ABOUT THIS TASK.
Copy the records exactly. Include every line.

EXTRACTED DATA.
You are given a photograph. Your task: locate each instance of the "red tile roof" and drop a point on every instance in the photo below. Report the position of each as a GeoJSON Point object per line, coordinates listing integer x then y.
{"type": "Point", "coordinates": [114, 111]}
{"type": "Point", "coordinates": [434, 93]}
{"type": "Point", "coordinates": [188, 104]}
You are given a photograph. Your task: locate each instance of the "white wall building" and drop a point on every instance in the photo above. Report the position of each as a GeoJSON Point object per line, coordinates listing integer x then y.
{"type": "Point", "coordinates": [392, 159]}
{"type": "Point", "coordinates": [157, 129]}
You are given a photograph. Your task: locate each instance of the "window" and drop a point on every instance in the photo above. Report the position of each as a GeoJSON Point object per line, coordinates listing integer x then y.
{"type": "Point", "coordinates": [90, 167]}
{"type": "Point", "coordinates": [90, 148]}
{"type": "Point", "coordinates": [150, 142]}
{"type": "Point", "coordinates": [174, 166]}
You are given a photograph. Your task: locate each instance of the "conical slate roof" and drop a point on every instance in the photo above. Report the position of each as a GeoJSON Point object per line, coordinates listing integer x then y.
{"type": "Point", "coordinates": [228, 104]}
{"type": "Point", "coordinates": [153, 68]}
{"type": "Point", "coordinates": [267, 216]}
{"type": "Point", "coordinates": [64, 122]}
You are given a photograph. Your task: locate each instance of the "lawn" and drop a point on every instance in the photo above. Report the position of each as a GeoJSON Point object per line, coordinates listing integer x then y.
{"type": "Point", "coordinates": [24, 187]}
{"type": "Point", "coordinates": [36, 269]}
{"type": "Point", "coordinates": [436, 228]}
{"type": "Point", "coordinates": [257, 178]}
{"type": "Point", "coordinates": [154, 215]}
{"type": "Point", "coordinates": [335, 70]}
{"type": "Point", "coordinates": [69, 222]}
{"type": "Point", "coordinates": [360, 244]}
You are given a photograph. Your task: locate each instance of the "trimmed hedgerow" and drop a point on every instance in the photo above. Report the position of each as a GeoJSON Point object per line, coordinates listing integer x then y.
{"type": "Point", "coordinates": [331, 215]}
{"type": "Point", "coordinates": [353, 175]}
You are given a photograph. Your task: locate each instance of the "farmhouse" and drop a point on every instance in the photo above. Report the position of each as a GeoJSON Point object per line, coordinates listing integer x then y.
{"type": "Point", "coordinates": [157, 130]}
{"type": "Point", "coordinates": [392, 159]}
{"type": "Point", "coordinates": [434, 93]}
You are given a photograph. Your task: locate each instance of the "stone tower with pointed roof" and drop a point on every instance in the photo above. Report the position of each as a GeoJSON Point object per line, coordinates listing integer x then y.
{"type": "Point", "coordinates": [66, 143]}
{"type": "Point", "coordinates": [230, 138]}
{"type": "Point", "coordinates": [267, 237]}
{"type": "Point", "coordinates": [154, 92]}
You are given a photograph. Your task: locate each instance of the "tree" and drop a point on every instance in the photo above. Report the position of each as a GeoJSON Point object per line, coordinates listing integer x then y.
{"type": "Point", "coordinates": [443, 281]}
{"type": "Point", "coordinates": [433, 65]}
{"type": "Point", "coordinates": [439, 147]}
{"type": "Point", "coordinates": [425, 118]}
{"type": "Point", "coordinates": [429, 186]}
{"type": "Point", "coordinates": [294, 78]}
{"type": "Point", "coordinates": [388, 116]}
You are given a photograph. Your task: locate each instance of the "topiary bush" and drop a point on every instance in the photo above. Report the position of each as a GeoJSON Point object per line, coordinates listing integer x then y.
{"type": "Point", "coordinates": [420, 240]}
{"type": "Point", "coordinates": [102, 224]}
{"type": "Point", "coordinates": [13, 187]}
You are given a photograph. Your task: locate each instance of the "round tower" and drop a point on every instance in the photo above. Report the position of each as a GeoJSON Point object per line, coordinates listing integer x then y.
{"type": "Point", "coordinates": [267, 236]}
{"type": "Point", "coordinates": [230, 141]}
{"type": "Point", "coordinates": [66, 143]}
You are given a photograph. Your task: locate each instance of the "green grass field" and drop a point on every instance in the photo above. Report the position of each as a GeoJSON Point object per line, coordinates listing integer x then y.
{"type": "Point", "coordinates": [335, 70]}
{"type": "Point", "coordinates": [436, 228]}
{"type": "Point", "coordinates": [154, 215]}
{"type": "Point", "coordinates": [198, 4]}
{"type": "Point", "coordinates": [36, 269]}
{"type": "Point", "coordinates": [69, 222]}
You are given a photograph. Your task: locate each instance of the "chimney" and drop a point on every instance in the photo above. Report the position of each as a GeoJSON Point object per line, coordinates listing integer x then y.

ANSWER FOR THE TASK.
You are given a photograph. Your task: locate each instance of the "red tile roof" and drop a point on every instance in the photo below. Report the position of each as a GeoJSON Point object per line, coordinates listing integer x then y.
{"type": "Point", "coordinates": [114, 111]}
{"type": "Point", "coordinates": [434, 93]}
{"type": "Point", "coordinates": [188, 104]}
You are given a photograph. Your task: locate each instance of the "white wall building" and drop a point on every instance in the photo above. Report the position of each as a GeoJSON Point object per line, coordinates listing integer x then y.
{"type": "Point", "coordinates": [392, 159]}
{"type": "Point", "coordinates": [157, 129]}
You are given a photograph. Your task: locate each instance of the "window" and drop a point on every instance in the photo above. Report the position of each as a GeoJSON Point object per line, coordinates listing integer x then y.
{"type": "Point", "coordinates": [90, 167]}
{"type": "Point", "coordinates": [90, 148]}
{"type": "Point", "coordinates": [150, 142]}
{"type": "Point", "coordinates": [174, 166]}
You are given a photograph. Your task: locate each instance of the "conical slate roof" and drop a point on every instance in the photo above. Report the position of each as a GeoJSON Point object per line, coordinates listing integer x then y.
{"type": "Point", "coordinates": [228, 104]}
{"type": "Point", "coordinates": [153, 68]}
{"type": "Point", "coordinates": [267, 216]}
{"type": "Point", "coordinates": [64, 122]}
You are given a photograph. Your task: locate each instance of the "lawn" and drop a point on every instance in the photo above. Report the position of each as a GeoJSON Point object per line, coordinates listing integer x then y.
{"type": "Point", "coordinates": [24, 187]}
{"type": "Point", "coordinates": [36, 269]}
{"type": "Point", "coordinates": [436, 228]}
{"type": "Point", "coordinates": [257, 178]}
{"type": "Point", "coordinates": [154, 215]}
{"type": "Point", "coordinates": [335, 70]}
{"type": "Point", "coordinates": [69, 222]}
{"type": "Point", "coordinates": [360, 244]}
You are given a photograph. Your task: locate each instance of the "trimmed hedgerow" and drop a point on every instance in the photo above. Report the position of each as a GeoJSON Point object per line, coordinates listing integer x then y.
{"type": "Point", "coordinates": [331, 215]}
{"type": "Point", "coordinates": [353, 175]}
You are given a photograph. Your task: locate each instance of the "farmhouse" and drop a point on every instance in the photo above. Report the position of each as a GeoJSON Point object per line, coordinates listing integer x then y.
{"type": "Point", "coordinates": [157, 130]}
{"type": "Point", "coordinates": [392, 159]}
{"type": "Point", "coordinates": [434, 93]}
You are given a photograph. Your task: locate each instance of the "stone tower with pointed roof" and drop a point on every instance in the photo above. Report the position of each as a GeoJSON Point object per line, coordinates listing integer x then y.
{"type": "Point", "coordinates": [66, 143]}
{"type": "Point", "coordinates": [230, 138]}
{"type": "Point", "coordinates": [267, 237]}
{"type": "Point", "coordinates": [154, 92]}
You are given a photograph. Your task: locate each instance of the "tree" and drop a point on every instance in the photo above. Report the position of each as a GeoJSON Point object per line, coordinates listing integer x then y.
{"type": "Point", "coordinates": [443, 281]}
{"type": "Point", "coordinates": [433, 65]}
{"type": "Point", "coordinates": [439, 147]}
{"type": "Point", "coordinates": [425, 118]}
{"type": "Point", "coordinates": [429, 186]}
{"type": "Point", "coordinates": [294, 78]}
{"type": "Point", "coordinates": [388, 116]}
You are given a photograph. Your task: locate each instance of the "topiary bush" and drop a point on every instance in the photo above. Report the position of each as a GeoJSON Point object per line, coordinates listing integer x then y.
{"type": "Point", "coordinates": [420, 240]}
{"type": "Point", "coordinates": [102, 224]}
{"type": "Point", "coordinates": [13, 187]}
You are given a photograph. Your task: locate each instance of the "round tower" and drop a point on every instance in the photo above. Report the position of each as a GeoJSON Point object per line, coordinates listing integer x then y.
{"type": "Point", "coordinates": [267, 236]}
{"type": "Point", "coordinates": [230, 141]}
{"type": "Point", "coordinates": [66, 143]}
You are given a photograph. Your task: locate each instance of the "green grass field" and drop a point on every instance in the photo above. Report the position of each as a GeoJSON Point object per line, coordinates listing integer x then y.
{"type": "Point", "coordinates": [335, 70]}
{"type": "Point", "coordinates": [436, 228]}
{"type": "Point", "coordinates": [154, 215]}
{"type": "Point", "coordinates": [198, 4]}
{"type": "Point", "coordinates": [36, 269]}
{"type": "Point", "coordinates": [69, 222]}
You are given a photograph. Your task: locate each instance of the "chimney" and drop a point on every instance in the photo above. Report the position of each as a GeoJSON Point object per line, coordinates listing integer x then y.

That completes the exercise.